Task details: Gather every line in the records below that contains the word "armoire", copying each one in full.

# start of Data to use

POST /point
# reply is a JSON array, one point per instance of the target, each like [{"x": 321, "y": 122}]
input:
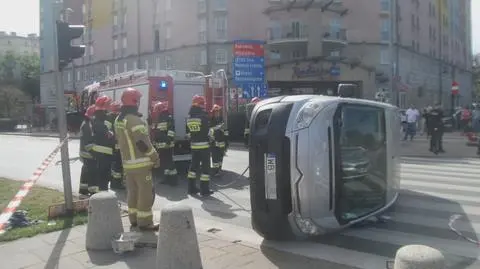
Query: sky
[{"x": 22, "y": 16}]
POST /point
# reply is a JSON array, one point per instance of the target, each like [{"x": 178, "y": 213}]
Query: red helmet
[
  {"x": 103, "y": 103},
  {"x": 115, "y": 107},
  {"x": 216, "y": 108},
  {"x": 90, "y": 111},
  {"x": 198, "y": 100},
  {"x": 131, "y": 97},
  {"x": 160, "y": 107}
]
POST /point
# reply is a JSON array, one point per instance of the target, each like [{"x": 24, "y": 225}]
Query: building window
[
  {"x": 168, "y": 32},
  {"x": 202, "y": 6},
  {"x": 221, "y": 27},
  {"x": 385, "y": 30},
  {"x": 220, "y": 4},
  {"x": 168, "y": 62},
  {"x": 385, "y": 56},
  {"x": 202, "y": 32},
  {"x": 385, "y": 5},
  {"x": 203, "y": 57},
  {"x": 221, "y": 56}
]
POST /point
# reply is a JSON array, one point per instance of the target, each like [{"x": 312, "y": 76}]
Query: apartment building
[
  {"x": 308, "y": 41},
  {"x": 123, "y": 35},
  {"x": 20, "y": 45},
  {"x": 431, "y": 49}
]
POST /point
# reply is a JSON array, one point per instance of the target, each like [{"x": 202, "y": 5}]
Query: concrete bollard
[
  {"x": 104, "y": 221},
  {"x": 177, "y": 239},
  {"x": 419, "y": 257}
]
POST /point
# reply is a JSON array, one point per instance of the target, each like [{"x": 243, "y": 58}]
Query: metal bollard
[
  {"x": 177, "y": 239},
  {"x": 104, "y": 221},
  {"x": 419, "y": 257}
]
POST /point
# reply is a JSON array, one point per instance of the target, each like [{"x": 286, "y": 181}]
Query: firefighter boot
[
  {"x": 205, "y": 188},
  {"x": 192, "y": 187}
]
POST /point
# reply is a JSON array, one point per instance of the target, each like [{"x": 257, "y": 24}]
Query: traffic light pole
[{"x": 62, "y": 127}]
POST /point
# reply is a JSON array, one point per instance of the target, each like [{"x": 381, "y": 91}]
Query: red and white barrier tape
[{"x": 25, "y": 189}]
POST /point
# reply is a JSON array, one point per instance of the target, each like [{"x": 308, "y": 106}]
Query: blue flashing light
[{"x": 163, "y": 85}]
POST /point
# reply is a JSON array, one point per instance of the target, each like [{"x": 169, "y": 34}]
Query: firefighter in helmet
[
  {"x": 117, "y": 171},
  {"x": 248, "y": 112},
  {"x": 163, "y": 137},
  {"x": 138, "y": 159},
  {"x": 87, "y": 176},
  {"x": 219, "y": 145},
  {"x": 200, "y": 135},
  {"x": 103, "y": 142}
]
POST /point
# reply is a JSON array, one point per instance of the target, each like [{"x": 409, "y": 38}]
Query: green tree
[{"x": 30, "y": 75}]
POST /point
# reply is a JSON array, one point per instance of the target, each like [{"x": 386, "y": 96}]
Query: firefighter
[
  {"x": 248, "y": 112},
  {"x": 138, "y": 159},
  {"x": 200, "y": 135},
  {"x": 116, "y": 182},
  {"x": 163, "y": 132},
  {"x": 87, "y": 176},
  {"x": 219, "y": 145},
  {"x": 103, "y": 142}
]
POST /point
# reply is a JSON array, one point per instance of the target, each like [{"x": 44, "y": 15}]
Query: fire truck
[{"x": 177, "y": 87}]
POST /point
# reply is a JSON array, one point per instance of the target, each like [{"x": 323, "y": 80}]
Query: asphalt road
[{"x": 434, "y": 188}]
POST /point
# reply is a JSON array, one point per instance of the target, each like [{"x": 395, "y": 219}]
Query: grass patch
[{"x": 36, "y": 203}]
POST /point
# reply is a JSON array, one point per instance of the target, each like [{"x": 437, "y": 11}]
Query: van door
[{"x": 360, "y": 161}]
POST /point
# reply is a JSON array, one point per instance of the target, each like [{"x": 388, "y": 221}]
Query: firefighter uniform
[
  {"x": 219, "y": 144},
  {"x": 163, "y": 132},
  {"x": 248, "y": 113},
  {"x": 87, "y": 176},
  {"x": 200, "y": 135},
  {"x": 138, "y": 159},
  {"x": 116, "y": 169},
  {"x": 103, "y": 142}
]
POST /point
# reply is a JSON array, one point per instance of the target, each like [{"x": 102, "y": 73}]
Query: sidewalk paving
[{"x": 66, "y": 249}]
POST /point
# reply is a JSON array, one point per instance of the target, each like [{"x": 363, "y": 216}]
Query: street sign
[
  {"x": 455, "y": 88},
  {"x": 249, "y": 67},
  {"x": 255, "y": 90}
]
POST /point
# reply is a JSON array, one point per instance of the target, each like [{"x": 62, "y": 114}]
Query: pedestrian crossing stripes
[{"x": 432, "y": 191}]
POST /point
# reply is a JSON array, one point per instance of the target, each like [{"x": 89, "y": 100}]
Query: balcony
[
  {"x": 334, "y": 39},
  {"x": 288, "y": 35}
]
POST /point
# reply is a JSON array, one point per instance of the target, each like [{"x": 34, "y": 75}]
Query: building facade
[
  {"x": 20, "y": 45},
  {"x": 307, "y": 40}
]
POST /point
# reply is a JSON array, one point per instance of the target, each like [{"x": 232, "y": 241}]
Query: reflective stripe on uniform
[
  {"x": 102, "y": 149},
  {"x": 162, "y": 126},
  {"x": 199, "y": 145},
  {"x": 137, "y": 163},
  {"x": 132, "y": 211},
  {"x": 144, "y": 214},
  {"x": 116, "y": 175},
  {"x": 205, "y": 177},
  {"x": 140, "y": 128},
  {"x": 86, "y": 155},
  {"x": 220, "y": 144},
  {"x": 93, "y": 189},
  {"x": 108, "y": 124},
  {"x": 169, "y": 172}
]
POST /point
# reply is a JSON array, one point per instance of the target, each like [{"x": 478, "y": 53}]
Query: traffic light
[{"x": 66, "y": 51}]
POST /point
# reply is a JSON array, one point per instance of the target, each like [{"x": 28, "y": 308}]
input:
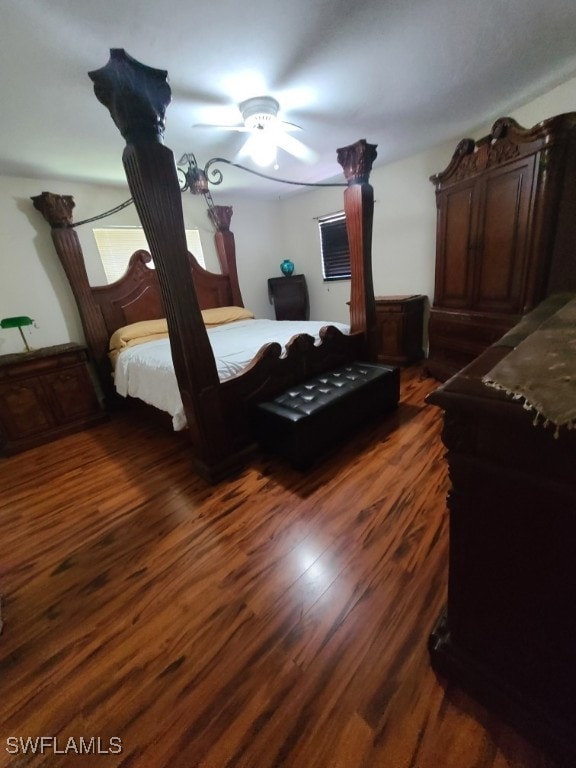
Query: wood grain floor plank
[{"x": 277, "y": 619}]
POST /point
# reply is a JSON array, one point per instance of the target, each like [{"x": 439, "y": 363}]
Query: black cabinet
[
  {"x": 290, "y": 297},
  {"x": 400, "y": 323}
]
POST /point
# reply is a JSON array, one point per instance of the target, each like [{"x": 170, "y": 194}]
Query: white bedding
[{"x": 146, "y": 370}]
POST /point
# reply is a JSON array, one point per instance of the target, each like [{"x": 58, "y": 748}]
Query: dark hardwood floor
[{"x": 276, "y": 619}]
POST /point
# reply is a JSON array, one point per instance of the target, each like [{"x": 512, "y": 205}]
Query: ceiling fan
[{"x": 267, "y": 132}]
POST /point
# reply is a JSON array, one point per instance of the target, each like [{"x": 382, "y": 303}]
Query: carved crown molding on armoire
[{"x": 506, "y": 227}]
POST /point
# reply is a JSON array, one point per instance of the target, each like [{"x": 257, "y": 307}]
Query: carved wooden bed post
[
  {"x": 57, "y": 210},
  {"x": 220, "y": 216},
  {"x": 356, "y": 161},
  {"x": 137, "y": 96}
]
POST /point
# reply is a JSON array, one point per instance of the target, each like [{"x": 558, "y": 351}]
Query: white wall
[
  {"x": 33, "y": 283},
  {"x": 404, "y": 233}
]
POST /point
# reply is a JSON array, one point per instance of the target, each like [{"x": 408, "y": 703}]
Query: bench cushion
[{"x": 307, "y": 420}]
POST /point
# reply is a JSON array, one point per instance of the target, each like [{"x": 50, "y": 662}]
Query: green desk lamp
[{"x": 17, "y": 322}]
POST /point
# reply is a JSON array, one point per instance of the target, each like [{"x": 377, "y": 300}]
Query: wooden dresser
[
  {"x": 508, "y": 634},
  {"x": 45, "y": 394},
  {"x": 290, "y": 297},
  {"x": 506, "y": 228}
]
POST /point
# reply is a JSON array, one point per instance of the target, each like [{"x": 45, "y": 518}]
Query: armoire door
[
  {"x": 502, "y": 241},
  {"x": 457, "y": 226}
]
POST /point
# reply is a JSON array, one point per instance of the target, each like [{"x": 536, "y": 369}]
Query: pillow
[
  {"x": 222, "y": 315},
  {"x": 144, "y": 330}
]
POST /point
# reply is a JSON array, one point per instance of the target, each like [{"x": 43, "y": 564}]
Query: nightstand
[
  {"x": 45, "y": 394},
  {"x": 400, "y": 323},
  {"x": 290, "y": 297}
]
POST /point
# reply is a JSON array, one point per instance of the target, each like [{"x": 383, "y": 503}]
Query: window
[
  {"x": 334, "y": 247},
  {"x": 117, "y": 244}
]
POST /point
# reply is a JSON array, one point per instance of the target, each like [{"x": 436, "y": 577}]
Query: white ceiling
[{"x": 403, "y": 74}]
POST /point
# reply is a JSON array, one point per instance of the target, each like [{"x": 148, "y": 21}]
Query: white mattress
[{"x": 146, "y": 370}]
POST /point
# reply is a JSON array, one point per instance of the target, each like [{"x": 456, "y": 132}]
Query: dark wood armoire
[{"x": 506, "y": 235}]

# end of Data to use

Finished exercise:
Query: carved crown molding on armoire
Query: armoire door
Query: dark wood armoire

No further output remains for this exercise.